EXERCISE OBJECTIVE |
Revise a passage of the letter, replacing "extroverted" with "outgoing". Begin at the words "A Letter To" and stop after "do is listen.".

A Letter To The People Around Me

Dear extroverted people, I’ve always dreamed of becoming like one of you. I thought that being like one of you will make me more like a normal person. I always think that I am weird because I am often reserved. It took me long to realize that I will never be an extrovert like you. That realization made me admire you. I admire you for two of reasons. One. I respect you because it didn’t take you long to get along with everyone. How can you make friends with half of the class at the first day of school? What kind of charm, spell, or enchantment do you use? When I’m going to talk to a person, it takes a lot of mental revision before initiating a conversation. Usually my train of thought includes a topic, then question, and follow-up question until the person shares something so all I have to do is listen.

Two. I marvel at how it is natural for you to share your opinions. How can you do it without being afraid of the response that you will get? I always fear being called in class to share my opinion on things. It feels like any minute a person can oppose my beliefs and I don’t know how to defend it.

PROVIDED MATERIAL |
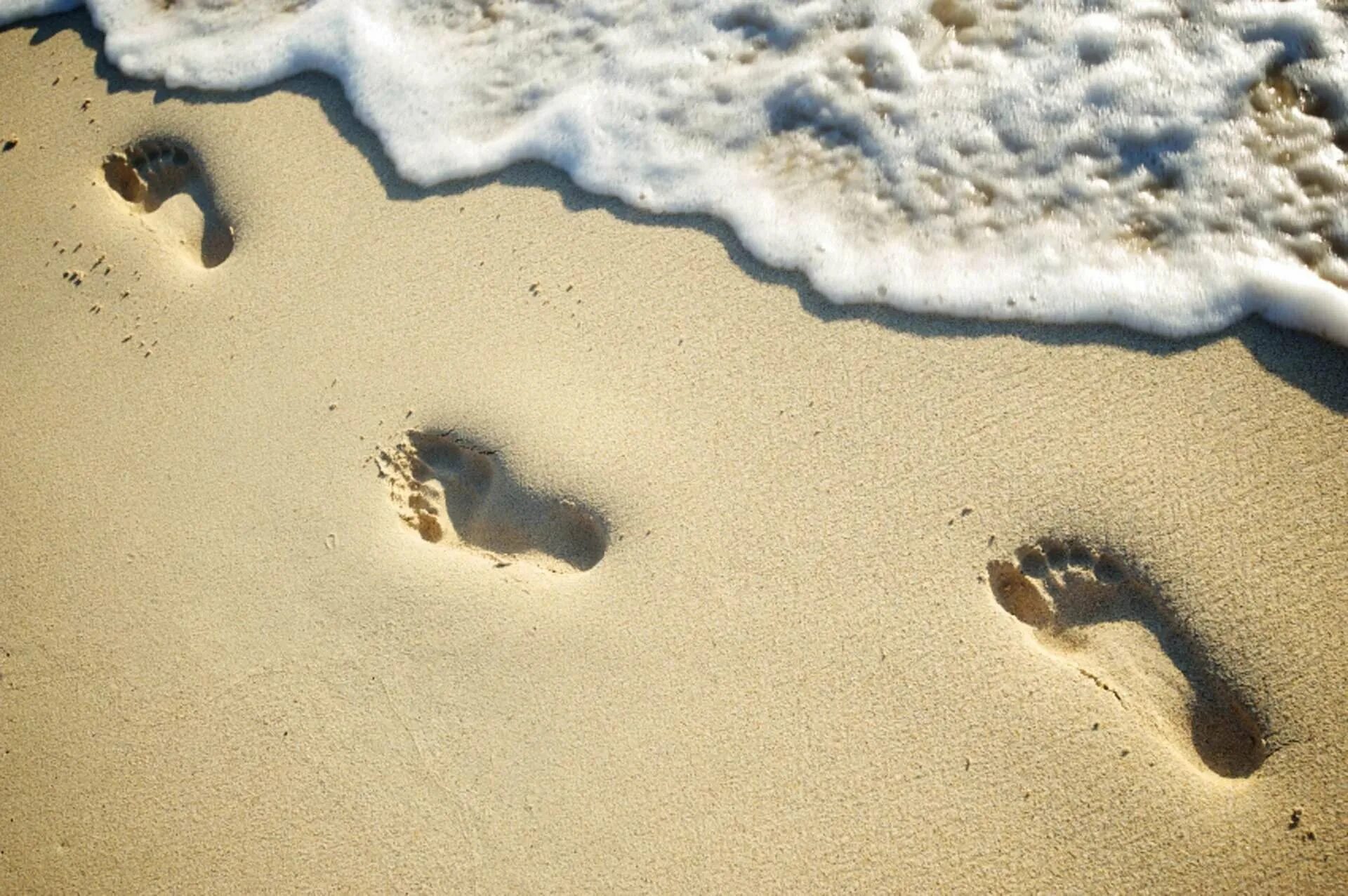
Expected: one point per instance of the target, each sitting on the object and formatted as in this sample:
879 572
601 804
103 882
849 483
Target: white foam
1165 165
--
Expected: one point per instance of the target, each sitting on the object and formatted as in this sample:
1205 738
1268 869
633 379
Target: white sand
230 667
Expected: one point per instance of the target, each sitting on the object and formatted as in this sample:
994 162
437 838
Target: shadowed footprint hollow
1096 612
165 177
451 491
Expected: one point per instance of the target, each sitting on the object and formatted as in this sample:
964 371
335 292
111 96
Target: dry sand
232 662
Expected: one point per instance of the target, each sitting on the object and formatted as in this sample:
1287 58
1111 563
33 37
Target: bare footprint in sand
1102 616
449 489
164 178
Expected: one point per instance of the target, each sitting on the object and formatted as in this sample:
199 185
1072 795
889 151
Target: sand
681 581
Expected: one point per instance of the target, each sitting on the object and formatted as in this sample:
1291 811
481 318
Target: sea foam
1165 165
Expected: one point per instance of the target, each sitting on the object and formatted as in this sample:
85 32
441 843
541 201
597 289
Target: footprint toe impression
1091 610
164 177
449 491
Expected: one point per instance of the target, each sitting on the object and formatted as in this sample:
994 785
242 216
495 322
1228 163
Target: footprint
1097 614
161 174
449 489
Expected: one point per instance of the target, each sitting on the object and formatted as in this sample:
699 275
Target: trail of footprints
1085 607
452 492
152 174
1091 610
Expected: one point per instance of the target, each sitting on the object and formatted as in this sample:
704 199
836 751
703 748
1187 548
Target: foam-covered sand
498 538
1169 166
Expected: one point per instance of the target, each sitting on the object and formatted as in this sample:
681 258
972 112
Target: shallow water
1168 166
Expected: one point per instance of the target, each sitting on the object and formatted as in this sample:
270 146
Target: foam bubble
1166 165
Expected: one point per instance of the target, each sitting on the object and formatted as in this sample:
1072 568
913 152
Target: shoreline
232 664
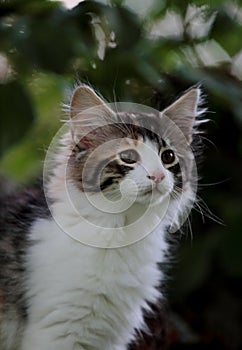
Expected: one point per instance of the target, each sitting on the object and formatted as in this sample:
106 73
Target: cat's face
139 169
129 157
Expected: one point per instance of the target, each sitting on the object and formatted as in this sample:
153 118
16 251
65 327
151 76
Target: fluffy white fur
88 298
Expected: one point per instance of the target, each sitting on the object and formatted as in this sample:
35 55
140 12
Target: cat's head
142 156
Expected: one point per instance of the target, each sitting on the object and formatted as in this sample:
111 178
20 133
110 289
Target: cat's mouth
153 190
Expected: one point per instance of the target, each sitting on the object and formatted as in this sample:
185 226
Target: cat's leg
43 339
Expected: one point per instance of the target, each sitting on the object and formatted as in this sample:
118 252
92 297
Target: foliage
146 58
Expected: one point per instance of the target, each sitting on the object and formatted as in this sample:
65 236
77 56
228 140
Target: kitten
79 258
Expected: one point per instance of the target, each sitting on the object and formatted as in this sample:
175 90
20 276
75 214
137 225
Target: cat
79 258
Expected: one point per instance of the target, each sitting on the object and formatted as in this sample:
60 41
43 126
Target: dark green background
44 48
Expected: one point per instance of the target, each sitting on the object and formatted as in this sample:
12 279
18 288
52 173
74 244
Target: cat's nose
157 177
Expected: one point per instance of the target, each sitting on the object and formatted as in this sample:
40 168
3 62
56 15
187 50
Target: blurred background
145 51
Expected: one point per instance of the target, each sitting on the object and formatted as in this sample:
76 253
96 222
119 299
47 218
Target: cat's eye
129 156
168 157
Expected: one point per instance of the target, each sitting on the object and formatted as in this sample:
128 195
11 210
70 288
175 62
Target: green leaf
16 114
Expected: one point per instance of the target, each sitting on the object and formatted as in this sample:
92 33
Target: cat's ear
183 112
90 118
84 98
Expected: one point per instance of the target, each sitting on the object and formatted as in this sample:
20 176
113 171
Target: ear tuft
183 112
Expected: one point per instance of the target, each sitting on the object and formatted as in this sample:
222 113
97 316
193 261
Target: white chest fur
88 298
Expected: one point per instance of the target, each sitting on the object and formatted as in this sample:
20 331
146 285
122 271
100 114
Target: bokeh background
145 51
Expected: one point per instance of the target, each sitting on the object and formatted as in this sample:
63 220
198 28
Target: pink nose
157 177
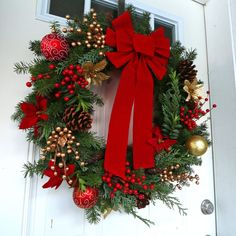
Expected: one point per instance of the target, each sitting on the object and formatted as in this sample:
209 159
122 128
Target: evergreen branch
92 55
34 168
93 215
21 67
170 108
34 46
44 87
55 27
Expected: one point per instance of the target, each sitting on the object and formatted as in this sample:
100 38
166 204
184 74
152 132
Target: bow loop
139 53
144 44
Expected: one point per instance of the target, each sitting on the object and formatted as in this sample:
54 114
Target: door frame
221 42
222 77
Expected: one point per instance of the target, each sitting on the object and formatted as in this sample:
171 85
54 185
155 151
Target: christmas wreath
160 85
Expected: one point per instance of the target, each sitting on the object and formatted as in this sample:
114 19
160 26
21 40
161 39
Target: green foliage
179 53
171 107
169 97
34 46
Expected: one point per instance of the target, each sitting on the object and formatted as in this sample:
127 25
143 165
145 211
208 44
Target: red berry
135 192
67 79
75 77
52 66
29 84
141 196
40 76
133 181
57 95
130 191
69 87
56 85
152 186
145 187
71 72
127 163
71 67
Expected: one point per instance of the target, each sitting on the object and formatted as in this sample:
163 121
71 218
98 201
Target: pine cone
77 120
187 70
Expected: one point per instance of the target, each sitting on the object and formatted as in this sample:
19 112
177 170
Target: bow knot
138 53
...
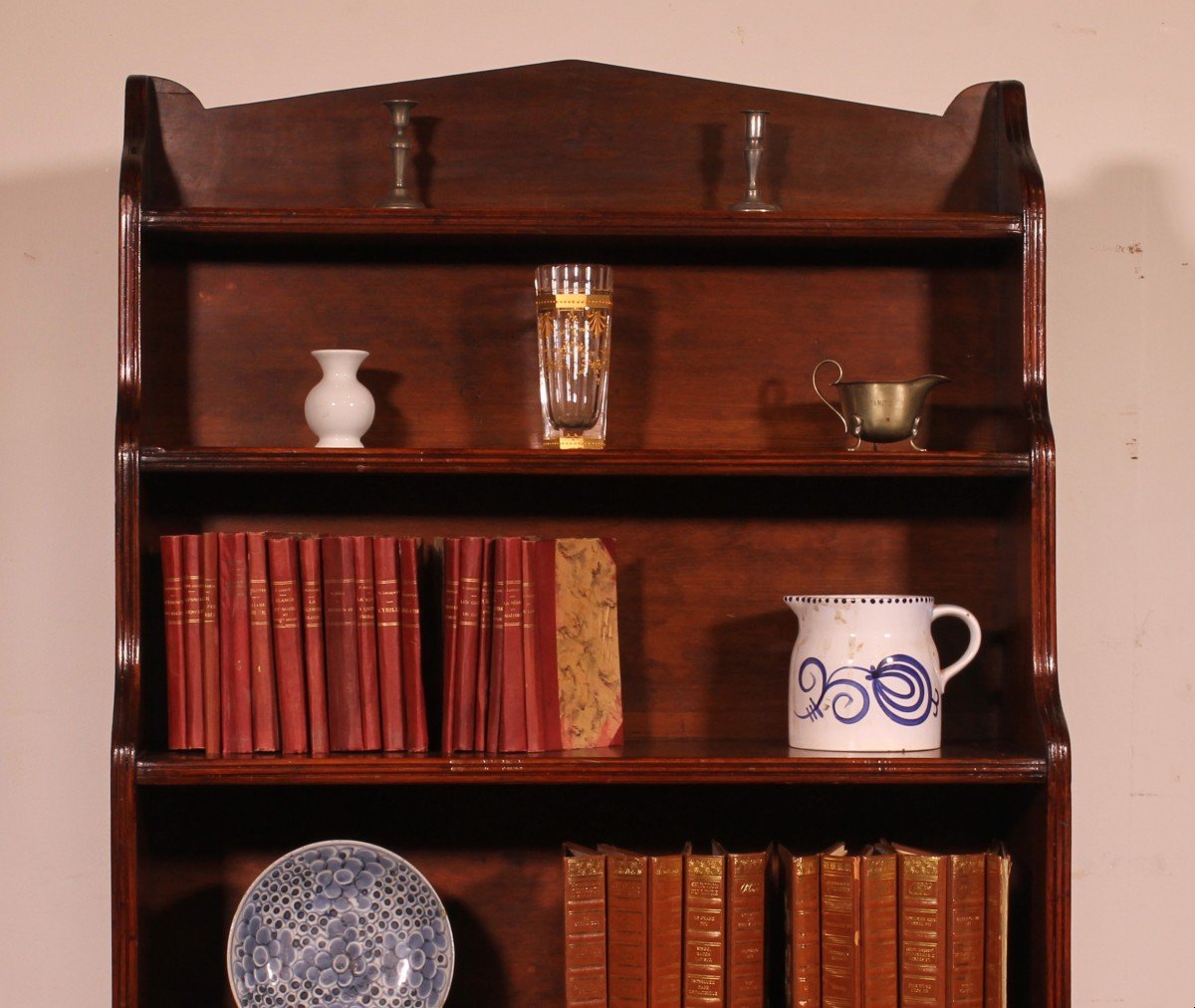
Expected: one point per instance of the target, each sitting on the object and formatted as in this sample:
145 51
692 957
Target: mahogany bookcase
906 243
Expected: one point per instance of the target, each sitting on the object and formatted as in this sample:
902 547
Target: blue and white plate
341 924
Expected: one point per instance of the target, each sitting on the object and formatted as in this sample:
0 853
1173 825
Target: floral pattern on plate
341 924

COMPLETE ANSWER |
A Letter To The People Around Me

Dear outgoing people, I’ve always dreamed of becoming like one of you. I thought that being like one of you will make me more like a normal person. I always think that I am weird because I am often reserved. It took me long to realize that I will never be an extrovert like you. That realization made me admire you. I admire you for two of reasons. One. I respect you because it didn’t take you long to get along with everyone. How can you make friends with half of the class at the first day of school? What kind of charm, spell, or enchantment do you use? When I’m going to talk to a person, it takes a lot of mental revision before initiating a conversation. Usually my train of thought includes a topic, then question, and follow-up question until the person shares something so all I have to do is listen.